> _Records from a collection_
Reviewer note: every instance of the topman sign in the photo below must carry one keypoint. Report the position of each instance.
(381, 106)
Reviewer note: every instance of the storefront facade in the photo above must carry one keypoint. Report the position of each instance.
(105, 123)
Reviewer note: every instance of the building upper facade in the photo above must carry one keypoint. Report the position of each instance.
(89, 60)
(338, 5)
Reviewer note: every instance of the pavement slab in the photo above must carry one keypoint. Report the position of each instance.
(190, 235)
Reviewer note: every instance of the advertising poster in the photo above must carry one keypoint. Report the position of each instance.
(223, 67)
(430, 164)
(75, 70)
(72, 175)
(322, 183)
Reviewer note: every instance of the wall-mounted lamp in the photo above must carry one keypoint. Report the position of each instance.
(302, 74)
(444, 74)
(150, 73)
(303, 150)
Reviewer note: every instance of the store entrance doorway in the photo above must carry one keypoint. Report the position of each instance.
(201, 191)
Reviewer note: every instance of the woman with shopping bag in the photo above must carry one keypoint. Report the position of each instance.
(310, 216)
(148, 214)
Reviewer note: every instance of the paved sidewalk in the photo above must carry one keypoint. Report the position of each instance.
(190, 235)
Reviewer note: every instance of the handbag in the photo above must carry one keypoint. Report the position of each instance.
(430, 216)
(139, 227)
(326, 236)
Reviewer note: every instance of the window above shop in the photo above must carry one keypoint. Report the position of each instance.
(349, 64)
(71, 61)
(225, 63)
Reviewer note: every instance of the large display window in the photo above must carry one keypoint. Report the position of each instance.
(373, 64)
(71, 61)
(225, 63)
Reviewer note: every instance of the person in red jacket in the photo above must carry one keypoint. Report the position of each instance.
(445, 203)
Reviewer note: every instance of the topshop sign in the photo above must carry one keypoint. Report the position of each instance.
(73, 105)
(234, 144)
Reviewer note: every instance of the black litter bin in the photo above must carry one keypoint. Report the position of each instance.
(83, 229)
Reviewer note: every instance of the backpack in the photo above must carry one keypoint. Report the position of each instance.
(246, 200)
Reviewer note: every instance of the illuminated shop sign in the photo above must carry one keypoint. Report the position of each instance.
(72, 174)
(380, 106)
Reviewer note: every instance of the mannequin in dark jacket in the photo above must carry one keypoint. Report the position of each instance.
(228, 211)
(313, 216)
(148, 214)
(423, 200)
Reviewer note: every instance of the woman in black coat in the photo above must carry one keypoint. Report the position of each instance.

> _GIVEN PROBLEM_
Rewrite the records from the line with "Reviewer note: every instance of the backpack" through the end, swapping "mannequin" for "display figure" and keeping everything else the same.

> _THE SOLUTION_
Reviewer note: every instance of the backpack in the photo above must carry one keypoint. Report the position of each instance.
(246, 200)
Reviewer note: every instance of the illuminated shop sign in the photo above must carry one keypoint. Report the position of each instance.
(72, 174)
(380, 106)
Reviewer note: every instance of the display figure in dark jacket in the photo above must carry one keypoint. Report the position of each instance.
(228, 211)
(313, 216)
(148, 214)
(423, 200)
Reviewer note: every instance of the woman in black coat in the photo above must carry one keypoint. Report the position of each instance.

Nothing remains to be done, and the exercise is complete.